(Saved data entries)
-- -- --

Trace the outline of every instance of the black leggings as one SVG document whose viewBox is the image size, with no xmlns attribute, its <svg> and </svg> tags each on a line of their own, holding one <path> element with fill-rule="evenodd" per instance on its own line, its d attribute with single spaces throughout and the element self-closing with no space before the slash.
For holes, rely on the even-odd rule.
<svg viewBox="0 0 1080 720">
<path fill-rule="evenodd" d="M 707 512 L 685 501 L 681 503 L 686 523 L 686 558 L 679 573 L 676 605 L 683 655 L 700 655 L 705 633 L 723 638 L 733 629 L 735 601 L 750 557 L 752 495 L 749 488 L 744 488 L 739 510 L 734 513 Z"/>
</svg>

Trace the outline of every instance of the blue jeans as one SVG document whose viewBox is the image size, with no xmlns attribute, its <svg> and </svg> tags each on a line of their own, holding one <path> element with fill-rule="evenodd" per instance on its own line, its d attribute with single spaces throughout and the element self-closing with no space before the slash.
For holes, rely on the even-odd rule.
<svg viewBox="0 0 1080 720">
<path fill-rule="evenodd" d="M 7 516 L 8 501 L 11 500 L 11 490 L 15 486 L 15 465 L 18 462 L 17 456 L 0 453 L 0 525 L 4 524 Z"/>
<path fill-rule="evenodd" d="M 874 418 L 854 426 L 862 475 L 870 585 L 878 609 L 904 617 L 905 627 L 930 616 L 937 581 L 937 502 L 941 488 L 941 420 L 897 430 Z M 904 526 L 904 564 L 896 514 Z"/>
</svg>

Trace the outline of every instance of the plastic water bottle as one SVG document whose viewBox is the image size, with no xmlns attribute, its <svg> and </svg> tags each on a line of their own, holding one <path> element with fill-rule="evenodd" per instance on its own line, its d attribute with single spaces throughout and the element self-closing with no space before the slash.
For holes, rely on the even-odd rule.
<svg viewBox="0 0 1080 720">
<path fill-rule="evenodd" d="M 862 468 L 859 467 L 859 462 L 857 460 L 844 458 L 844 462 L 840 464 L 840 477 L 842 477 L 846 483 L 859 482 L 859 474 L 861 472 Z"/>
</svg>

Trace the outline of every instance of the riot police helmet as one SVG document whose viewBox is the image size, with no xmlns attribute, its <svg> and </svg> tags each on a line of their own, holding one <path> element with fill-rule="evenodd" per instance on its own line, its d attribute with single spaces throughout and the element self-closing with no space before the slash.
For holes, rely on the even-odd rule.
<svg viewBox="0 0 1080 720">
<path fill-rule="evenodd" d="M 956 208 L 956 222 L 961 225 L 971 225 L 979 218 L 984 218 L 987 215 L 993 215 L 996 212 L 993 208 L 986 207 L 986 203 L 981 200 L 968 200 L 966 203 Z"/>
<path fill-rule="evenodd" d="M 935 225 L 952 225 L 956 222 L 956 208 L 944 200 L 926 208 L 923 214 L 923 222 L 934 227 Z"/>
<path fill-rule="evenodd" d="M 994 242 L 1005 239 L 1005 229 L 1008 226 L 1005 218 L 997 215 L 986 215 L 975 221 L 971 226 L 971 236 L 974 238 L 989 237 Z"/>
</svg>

-- -- --

* _Problem_:
Go through the data and copy each line exactly as it was written.

* _Finished exercise_:
Trace the outline of every instance of the black leggings as one SVG document whose viewBox is the image size, with no xmlns attribute, its <svg> and </svg> tags each on a line of their own, holding one <path> element with fill-rule="evenodd" per instance on its own line, its d attribute with single spaces throughout and the element self-closing with no space before the slash.
For holes, rely on the even-odd rule.
<svg viewBox="0 0 1080 720">
<path fill-rule="evenodd" d="M 707 512 L 685 501 L 681 503 L 686 523 L 686 558 L 679 573 L 676 605 L 683 655 L 700 655 L 705 633 L 723 638 L 733 629 L 735 601 L 750 557 L 752 495 L 749 488 L 744 488 L 739 510 L 734 513 Z"/>
</svg>

Trace the outline of every instance of the blue jeans as one SVG document whose viewBox is the image size, with no xmlns attribute, its <svg> and </svg> tags each on a line of their own, holding one <path> element with fill-rule="evenodd" per instance on its own line, its d attribute with single spaces throughout and the element self-closing with no space before the slash.
For holes, rely on the even-odd rule.
<svg viewBox="0 0 1080 720">
<path fill-rule="evenodd" d="M 7 516 L 8 501 L 11 500 L 11 490 L 15 486 L 15 465 L 18 462 L 17 456 L 0 453 L 0 525 L 4 524 Z"/>
<path fill-rule="evenodd" d="M 874 418 L 854 426 L 862 475 L 870 585 L 878 609 L 904 617 L 905 627 L 930 616 L 937 581 L 937 502 L 941 488 L 941 420 L 897 430 Z M 904 526 L 904 564 L 896 514 Z"/>
</svg>

Trace the outline of every instance of the plastic water bottle as one SVG document whose viewBox is the image size, with no xmlns attribute, its <svg> and </svg> tags each on a line of their own, holding one <path> element with fill-rule="evenodd" per instance on its own line, its d attribute with single spaces throughout and the element self-closing with no space before the slash.
For holes, rely on the even-odd rule.
<svg viewBox="0 0 1080 720">
<path fill-rule="evenodd" d="M 862 468 L 859 467 L 859 462 L 857 460 L 844 458 L 844 462 L 840 464 L 840 477 L 842 477 L 846 483 L 859 482 L 859 474 L 861 472 Z"/>
</svg>

Trace the outline of every instance of the riot police helmet as one SVG document whose viewBox is the image size, with no xmlns attribute, its <svg> and </svg> tags each on a line of their own, holding one <path> element with fill-rule="evenodd" per instance on its own line, its d attribute with single spaces throughout and the element self-closing with no space before the slash.
For holes, rely on the even-odd rule.
<svg viewBox="0 0 1080 720">
<path fill-rule="evenodd" d="M 956 208 L 956 222 L 961 225 L 971 225 L 979 218 L 984 218 L 987 215 L 993 215 L 996 212 L 993 208 L 986 207 L 986 203 L 981 200 L 968 200 L 966 203 Z"/>
<path fill-rule="evenodd" d="M 935 225 L 952 225 L 956 222 L 956 208 L 944 200 L 926 208 L 923 214 L 923 222 L 934 227 Z"/>
<path fill-rule="evenodd" d="M 994 242 L 1005 239 L 1005 229 L 1008 226 L 1005 218 L 997 215 L 986 215 L 975 221 L 971 226 L 971 236 L 974 238 L 989 237 Z"/>
</svg>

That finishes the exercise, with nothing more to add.